(Korte opgave): Verzamel alsjeblieft alle regels hieronder waarin het woord "wooden" voorkomt.

━━ Gegevensuittreksel ━━

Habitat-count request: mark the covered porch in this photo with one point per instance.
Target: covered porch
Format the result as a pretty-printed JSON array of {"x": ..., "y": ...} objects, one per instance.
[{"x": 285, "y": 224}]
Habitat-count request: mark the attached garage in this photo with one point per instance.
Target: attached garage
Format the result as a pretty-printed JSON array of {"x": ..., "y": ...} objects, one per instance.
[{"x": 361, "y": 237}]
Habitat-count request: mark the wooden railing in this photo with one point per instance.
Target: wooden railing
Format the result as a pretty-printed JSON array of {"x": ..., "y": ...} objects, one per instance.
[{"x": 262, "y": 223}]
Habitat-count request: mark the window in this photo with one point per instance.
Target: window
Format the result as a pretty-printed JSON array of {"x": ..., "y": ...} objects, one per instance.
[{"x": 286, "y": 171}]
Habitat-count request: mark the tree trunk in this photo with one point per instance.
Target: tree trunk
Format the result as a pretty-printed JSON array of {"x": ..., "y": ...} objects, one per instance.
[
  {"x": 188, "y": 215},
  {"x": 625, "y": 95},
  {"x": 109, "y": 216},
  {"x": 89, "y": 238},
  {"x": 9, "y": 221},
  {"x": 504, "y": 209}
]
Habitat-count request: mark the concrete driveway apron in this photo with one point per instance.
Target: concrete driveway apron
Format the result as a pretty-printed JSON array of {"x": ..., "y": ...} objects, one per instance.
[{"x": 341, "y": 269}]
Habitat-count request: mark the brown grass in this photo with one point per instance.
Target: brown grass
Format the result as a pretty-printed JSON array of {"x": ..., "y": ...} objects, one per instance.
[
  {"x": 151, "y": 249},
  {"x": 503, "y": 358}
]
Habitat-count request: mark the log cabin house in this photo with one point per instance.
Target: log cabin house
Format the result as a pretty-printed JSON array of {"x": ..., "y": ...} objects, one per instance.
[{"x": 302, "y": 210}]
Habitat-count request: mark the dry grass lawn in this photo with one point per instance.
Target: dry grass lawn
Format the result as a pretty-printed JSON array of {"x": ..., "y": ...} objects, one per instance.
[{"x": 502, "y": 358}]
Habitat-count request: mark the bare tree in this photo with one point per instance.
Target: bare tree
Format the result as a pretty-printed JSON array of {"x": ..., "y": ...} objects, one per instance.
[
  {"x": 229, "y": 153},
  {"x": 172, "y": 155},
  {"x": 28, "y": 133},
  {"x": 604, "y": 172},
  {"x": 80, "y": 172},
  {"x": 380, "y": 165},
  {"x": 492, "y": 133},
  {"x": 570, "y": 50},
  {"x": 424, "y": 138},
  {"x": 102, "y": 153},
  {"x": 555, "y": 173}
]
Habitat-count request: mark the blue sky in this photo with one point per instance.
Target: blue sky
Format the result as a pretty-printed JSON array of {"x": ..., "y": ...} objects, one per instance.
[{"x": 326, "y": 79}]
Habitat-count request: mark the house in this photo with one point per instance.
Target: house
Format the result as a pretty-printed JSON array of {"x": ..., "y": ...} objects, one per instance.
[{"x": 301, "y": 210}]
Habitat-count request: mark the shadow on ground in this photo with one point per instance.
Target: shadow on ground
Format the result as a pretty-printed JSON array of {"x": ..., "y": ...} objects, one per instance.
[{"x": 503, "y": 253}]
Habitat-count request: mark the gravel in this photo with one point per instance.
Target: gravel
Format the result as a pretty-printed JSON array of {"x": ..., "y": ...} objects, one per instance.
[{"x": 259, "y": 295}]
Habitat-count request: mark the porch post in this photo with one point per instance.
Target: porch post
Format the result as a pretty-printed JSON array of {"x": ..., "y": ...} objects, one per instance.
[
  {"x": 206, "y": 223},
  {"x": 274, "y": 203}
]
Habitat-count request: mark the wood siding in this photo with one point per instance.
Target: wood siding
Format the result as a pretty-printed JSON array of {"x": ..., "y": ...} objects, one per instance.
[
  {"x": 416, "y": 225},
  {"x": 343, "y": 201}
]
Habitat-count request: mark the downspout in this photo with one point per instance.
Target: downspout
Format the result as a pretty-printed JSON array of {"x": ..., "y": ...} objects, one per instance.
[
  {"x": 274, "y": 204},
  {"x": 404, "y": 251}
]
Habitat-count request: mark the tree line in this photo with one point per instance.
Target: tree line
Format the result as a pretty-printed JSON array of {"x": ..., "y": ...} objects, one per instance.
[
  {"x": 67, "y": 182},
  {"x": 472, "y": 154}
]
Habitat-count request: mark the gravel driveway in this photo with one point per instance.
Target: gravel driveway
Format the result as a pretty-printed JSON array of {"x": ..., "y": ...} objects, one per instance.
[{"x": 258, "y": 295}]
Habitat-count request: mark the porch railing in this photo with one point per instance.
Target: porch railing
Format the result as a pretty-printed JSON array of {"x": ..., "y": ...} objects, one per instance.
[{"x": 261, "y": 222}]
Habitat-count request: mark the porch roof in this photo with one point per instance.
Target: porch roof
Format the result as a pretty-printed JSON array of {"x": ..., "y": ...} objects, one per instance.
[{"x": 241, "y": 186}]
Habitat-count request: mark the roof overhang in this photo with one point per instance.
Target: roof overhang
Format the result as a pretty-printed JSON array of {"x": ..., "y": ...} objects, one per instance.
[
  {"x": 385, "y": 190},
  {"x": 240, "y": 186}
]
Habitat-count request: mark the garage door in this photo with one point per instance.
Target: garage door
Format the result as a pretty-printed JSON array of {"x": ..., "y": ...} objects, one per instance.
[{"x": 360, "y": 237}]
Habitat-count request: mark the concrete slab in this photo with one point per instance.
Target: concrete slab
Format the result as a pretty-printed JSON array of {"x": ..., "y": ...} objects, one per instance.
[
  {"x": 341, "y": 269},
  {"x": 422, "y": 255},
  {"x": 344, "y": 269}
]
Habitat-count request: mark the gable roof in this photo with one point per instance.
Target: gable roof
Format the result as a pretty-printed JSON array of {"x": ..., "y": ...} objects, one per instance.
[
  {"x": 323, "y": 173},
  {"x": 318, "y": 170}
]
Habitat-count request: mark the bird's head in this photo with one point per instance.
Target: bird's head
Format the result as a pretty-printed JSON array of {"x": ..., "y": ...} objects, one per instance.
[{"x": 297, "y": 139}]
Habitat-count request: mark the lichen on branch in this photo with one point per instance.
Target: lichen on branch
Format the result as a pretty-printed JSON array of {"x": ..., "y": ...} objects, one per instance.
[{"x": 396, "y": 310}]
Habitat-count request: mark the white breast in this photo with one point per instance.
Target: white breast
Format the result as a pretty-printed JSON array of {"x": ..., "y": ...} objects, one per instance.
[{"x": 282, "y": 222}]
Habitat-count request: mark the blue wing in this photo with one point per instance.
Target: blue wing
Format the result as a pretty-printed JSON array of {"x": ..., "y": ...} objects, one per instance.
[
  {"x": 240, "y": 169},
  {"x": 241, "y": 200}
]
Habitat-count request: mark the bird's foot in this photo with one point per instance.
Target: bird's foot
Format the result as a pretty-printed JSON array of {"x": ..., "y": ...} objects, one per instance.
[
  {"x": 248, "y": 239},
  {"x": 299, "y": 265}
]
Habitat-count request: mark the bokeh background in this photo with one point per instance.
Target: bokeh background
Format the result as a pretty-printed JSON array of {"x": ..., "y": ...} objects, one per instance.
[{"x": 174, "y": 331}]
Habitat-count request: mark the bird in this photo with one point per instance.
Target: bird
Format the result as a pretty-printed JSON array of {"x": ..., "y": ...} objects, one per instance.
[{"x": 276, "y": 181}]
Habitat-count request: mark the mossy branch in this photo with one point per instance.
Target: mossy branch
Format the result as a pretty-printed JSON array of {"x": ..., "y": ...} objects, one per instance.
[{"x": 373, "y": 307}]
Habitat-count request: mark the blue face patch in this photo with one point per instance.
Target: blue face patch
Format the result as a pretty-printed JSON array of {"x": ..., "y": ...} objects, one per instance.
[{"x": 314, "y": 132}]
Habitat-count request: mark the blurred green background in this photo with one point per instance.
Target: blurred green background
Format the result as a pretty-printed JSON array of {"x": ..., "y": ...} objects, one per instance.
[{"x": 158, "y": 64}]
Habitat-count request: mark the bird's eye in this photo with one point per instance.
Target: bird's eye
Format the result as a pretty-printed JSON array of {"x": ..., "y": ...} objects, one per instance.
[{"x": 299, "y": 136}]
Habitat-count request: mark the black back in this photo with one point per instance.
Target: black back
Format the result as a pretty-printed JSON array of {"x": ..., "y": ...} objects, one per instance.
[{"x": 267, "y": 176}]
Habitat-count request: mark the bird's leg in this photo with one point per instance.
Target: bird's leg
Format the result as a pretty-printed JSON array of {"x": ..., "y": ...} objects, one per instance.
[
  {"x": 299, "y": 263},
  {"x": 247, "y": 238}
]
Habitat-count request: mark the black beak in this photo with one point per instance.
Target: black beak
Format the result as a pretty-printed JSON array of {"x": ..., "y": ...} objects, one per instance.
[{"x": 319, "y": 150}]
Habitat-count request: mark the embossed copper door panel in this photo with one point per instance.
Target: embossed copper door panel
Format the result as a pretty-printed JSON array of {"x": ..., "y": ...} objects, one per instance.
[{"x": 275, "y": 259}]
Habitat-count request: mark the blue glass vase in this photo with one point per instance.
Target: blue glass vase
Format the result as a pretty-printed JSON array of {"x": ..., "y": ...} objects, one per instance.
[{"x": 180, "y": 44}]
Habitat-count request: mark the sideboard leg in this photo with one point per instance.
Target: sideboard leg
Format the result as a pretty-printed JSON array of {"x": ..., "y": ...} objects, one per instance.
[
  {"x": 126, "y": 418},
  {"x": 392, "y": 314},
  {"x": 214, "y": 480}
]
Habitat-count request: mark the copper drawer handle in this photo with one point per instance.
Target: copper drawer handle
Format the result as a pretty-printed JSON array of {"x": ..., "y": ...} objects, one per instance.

━━━
━━ Gegevensuittreksel ━━

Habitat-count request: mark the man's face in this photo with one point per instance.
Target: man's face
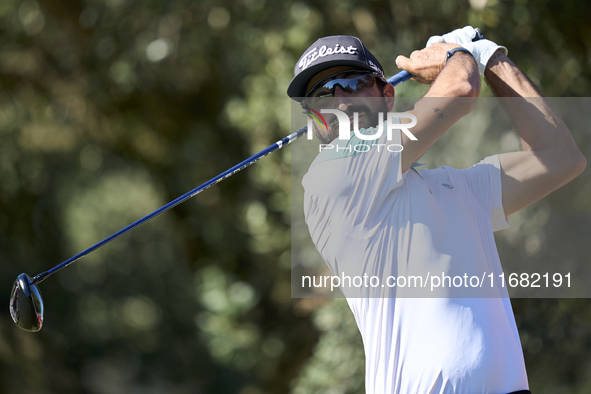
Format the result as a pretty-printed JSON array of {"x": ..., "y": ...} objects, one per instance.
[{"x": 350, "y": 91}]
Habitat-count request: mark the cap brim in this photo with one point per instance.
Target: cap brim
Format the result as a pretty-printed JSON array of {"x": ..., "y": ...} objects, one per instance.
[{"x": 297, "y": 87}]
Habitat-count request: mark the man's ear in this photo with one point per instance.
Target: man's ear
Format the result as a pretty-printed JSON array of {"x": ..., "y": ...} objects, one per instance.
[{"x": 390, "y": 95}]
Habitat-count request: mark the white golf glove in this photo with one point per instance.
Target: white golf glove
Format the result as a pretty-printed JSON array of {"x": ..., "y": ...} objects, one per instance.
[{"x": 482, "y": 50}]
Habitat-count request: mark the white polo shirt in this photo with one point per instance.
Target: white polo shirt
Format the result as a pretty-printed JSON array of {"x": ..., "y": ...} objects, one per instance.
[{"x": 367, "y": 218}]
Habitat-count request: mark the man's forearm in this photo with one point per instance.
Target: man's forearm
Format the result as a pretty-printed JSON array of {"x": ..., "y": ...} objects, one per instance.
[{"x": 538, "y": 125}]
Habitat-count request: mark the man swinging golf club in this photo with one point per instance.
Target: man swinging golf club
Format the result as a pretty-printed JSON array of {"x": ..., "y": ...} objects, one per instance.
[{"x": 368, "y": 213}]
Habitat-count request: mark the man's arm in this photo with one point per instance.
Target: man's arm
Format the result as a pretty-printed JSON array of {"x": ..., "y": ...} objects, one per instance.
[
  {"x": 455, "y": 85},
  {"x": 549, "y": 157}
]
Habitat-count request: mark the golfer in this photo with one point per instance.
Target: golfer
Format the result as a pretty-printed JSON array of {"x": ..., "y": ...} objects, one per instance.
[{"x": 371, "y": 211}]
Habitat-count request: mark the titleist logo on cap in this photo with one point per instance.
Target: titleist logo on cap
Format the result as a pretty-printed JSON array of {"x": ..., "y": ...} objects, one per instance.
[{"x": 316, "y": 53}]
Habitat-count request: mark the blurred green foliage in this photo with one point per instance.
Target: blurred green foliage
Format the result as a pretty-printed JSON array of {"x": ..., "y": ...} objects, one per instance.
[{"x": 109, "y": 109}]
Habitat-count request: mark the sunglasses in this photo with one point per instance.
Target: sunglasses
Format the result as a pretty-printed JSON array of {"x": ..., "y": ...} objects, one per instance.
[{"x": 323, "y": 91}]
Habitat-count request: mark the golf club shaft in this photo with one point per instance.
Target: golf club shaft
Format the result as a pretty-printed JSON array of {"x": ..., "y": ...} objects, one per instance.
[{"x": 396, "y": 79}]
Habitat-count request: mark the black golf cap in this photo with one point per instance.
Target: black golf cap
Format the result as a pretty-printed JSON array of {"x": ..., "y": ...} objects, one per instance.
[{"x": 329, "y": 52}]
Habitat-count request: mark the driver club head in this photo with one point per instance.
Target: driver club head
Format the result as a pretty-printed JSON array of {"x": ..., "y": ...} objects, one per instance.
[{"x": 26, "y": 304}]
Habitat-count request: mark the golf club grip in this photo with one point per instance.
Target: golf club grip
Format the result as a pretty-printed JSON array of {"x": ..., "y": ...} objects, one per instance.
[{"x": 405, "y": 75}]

━━━

(Antwoord):
Habitat-count request: mark the wooden railing in this photo with one point per instance.
Target: wooden railing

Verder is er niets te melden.